Referring expression data:
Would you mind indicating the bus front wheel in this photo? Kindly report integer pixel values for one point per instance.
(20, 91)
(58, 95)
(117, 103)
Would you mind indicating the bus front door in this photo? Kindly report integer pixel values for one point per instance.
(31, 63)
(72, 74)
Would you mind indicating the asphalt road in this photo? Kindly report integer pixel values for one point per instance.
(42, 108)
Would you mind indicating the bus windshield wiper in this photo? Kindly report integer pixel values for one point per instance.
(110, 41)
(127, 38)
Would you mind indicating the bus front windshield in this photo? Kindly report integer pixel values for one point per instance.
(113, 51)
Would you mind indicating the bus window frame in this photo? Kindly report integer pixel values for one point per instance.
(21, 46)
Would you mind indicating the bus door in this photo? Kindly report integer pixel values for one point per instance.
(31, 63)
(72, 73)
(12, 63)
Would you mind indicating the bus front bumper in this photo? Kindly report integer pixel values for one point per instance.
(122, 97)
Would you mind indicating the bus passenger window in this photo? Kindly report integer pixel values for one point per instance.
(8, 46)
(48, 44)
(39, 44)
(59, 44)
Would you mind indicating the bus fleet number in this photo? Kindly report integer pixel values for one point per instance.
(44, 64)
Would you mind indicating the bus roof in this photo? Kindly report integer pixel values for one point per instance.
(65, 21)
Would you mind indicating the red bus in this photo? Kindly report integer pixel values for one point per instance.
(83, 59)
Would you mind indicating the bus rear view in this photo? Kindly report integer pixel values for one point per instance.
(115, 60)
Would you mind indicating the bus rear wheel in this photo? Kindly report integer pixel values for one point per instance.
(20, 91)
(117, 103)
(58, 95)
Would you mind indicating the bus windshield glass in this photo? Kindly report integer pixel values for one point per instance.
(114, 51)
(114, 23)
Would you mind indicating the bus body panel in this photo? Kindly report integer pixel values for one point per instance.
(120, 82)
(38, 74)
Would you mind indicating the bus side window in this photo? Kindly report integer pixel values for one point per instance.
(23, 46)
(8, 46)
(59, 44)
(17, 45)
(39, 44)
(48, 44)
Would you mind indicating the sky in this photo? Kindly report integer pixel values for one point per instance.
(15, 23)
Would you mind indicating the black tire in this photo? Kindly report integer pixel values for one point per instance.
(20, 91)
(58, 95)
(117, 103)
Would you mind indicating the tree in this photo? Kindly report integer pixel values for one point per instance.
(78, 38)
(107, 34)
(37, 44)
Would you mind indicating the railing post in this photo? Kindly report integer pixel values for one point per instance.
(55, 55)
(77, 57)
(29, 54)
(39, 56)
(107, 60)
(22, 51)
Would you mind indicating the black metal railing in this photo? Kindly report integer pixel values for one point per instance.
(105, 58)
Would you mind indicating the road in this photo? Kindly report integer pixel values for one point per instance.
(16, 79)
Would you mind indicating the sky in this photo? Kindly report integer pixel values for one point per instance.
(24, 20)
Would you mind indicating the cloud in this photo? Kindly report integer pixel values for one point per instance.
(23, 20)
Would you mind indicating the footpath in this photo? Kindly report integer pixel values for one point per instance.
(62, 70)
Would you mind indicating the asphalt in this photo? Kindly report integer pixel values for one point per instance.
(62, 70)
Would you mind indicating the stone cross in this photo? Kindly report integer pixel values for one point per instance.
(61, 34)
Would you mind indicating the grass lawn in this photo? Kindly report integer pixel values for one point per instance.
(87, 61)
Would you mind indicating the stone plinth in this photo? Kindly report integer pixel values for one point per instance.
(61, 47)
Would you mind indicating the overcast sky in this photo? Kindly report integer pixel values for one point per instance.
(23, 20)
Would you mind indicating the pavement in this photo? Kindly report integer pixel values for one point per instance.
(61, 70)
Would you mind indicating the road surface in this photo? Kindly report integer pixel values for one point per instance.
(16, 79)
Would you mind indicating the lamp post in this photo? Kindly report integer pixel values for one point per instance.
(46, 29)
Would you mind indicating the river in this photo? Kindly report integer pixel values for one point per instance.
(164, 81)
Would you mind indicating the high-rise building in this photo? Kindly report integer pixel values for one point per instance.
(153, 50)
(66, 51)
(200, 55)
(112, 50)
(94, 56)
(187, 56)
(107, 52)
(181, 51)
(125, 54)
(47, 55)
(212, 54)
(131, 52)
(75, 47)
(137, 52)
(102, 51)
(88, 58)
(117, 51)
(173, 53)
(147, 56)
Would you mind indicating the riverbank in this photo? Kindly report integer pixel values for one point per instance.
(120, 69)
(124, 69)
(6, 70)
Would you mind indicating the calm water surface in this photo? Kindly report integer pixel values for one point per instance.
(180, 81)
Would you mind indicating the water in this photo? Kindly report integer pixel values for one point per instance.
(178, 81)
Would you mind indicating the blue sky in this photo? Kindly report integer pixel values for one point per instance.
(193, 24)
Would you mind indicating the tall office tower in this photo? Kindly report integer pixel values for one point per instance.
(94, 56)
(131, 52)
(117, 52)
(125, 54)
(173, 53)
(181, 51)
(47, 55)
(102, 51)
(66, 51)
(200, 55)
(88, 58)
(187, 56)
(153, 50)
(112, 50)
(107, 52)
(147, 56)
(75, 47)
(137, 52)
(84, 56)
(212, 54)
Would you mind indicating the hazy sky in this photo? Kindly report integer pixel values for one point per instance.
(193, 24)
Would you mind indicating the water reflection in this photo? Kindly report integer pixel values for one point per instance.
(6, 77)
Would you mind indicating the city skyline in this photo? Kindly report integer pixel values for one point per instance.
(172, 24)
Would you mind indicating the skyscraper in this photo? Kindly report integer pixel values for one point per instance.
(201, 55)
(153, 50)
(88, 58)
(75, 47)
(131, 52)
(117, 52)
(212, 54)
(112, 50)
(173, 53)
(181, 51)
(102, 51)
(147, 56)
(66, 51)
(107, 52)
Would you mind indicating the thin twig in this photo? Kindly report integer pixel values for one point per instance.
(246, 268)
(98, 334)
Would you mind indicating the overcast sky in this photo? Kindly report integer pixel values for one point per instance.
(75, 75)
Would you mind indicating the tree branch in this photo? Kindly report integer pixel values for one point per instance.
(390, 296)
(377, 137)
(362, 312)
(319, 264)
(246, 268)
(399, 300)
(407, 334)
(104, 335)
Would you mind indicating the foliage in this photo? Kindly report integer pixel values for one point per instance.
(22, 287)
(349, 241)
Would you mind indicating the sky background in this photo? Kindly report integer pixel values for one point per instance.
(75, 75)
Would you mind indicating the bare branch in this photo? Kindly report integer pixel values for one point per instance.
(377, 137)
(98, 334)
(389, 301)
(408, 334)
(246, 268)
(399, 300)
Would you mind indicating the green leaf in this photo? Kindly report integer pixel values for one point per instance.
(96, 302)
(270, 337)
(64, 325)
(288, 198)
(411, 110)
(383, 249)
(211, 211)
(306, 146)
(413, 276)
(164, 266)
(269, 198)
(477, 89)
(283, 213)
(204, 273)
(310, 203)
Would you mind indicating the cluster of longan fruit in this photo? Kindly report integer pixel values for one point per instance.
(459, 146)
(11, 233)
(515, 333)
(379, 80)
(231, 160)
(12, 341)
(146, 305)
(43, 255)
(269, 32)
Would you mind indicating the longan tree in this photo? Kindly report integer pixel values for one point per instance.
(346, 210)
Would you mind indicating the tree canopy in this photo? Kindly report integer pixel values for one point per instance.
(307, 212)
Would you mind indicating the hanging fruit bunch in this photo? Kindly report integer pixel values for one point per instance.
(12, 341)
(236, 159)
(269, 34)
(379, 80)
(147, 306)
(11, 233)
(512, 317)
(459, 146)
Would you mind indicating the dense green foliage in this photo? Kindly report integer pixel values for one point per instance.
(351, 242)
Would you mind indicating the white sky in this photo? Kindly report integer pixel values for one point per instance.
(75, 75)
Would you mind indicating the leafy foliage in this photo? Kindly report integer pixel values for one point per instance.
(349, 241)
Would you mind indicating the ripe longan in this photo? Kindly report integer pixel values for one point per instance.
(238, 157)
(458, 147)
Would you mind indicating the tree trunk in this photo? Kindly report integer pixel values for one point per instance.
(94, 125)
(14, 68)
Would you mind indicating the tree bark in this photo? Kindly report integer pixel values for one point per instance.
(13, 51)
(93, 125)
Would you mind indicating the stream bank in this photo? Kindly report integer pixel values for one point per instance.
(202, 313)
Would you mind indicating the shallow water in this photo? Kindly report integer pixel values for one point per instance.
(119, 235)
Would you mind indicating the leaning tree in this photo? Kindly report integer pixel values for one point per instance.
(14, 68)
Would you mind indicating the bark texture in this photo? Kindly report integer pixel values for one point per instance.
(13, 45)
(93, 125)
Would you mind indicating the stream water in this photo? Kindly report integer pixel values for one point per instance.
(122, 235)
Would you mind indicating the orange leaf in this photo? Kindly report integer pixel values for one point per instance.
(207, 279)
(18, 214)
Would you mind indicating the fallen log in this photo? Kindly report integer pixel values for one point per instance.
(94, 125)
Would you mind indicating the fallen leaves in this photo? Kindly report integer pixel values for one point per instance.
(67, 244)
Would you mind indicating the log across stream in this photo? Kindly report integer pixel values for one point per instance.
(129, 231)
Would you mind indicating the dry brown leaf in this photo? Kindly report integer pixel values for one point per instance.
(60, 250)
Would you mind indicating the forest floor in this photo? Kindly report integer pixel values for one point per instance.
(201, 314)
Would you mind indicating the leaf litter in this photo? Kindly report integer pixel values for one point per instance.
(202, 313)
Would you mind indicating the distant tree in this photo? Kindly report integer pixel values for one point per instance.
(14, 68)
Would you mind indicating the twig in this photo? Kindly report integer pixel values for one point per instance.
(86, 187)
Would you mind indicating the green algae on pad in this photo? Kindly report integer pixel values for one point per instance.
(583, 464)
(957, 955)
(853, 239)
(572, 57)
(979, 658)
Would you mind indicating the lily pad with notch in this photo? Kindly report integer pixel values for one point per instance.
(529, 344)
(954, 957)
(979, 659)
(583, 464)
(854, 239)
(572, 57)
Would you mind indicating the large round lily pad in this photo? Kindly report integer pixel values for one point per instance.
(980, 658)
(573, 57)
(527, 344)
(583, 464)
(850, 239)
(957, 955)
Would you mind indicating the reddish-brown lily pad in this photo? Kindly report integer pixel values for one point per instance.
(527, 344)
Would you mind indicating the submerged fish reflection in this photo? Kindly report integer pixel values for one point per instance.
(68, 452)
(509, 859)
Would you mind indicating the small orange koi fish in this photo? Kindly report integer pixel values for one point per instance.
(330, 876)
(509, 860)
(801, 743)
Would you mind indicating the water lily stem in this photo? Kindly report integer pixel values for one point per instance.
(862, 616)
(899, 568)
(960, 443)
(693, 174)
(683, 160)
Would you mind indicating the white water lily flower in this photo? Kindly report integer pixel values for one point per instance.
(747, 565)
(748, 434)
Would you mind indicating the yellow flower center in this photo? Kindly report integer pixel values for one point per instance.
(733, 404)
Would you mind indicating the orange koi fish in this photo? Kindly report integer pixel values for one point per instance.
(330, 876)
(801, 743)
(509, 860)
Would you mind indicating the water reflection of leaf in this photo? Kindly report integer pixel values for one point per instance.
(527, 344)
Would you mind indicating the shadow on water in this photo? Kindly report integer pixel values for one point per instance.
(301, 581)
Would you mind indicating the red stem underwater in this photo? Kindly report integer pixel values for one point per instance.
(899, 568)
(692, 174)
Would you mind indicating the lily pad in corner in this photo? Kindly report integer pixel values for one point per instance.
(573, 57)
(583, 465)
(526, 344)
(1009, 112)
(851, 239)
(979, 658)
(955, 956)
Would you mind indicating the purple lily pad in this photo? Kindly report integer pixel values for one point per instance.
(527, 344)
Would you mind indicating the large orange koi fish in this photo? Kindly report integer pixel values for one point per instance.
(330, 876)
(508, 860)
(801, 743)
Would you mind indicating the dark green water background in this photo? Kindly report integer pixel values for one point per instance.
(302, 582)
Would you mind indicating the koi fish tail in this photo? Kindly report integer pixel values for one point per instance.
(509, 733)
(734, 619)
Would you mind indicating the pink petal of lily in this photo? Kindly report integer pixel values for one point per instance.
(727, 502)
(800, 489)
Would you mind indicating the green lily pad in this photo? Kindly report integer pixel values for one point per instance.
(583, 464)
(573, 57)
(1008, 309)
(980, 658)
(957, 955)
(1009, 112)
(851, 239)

■ WHAT IS BEING ASKED: Go to the line holding "Would you mind indicating the large orange" in the entries above and return it, along with every line after it, exactly as written.

■ YOUR RESPONSE:
Would you mind indicating the large orange koi fish in this photo? Kindly report integer pixel values for one point per instance.
(330, 876)
(508, 860)
(801, 743)
Would you mind indicating the dark green water background in this photo? Kindly report integer pixel values for one point per instance.
(302, 582)
Would you mind indicating the koi fish tail in this photo? Kindly report integer pixel values for one point per instance.
(509, 733)
(734, 619)
Would you mind indicating the pink petal of lily in this photo? Kindly report integer pixel values for one point per instance.
(727, 502)
(800, 489)
Would you mind indicating the green lily pad in this photo? Kindly report integer pixel values for one point per instance.
(583, 464)
(573, 57)
(1008, 309)
(980, 658)
(957, 955)
(1009, 112)
(851, 239)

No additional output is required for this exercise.